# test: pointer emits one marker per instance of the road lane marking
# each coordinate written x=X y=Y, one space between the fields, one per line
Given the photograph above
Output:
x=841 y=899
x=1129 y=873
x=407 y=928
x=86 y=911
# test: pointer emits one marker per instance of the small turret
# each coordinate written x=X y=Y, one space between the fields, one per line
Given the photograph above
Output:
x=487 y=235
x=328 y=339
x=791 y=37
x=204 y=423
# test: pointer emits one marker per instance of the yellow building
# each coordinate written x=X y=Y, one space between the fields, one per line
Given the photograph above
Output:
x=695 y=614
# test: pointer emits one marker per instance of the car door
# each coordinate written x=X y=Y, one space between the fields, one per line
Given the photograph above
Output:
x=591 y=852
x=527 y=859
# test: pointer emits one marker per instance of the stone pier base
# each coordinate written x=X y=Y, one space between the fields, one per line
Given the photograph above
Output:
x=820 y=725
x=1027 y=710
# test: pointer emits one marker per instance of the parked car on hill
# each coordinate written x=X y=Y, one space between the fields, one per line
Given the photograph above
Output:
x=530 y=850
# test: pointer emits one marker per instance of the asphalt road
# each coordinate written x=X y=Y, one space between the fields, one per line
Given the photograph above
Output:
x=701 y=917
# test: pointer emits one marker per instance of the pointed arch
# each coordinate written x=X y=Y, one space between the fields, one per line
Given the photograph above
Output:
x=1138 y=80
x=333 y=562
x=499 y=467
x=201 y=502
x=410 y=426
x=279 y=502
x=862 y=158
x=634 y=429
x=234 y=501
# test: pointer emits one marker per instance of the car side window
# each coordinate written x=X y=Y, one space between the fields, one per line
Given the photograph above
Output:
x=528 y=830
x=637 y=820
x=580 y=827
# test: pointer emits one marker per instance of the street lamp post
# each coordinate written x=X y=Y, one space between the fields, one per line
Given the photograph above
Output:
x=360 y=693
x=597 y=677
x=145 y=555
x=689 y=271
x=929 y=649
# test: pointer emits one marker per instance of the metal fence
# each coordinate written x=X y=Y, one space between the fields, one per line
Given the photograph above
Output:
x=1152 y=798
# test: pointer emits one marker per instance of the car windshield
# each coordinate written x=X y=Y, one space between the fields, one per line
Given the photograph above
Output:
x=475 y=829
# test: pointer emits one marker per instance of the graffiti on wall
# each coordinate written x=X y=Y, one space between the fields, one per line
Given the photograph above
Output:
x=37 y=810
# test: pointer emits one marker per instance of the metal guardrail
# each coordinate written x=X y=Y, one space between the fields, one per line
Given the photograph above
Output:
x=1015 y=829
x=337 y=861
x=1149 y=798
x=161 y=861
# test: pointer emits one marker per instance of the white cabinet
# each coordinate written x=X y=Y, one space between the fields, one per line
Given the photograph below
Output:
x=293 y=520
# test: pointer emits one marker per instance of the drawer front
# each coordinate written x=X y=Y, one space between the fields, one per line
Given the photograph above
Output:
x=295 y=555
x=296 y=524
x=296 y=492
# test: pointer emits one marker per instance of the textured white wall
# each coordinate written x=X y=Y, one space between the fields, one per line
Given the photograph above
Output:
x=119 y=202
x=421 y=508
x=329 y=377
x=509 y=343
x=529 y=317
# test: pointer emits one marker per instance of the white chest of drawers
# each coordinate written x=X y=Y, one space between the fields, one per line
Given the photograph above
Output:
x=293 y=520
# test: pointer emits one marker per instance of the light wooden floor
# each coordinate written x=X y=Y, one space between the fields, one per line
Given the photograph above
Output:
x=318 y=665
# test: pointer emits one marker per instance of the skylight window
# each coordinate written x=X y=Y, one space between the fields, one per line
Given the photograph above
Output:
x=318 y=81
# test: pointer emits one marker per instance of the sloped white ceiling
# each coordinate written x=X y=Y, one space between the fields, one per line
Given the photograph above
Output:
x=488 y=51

·····

## WHAT TO DO:
Set down, word for word, only the lines running from the line with "# test: pointer emits one marker per instance of the textured" to the last line of the listing above. Both of those lines belong in your answer.

## SOLUTION FOR THIS TASK:
# test: pointer emits one marker per instance of the textured white wall
# each coordinate written x=X y=Y, one space between the fields, one per line
Given the photograph above
Output:
x=119 y=202
x=421 y=508
x=329 y=377
x=509 y=343
x=529 y=317
# test: pointer emits one marker per instance of the white chest of drawers
# each coordinate written x=X y=Y, one space between the fields, one per line
Given the photograph above
Output:
x=293 y=520
# test: pointer emits one marker per instance of the light wooden floor
# each coordinate written x=X y=Y, one space between the fields, one per line
Given the photograph above
Output:
x=318 y=665
# test: pointer emits one marker per instance of the skylight window
# each coordinate written x=X y=Y, one space between the fields, one per line
Given the photograph above
Output:
x=318 y=81
# test: pointer emits one marker per instance of the sloped white ceiling
# each coordinate written x=X y=Y, one space between the fields, one per line
Given the photograph above
Output:
x=488 y=51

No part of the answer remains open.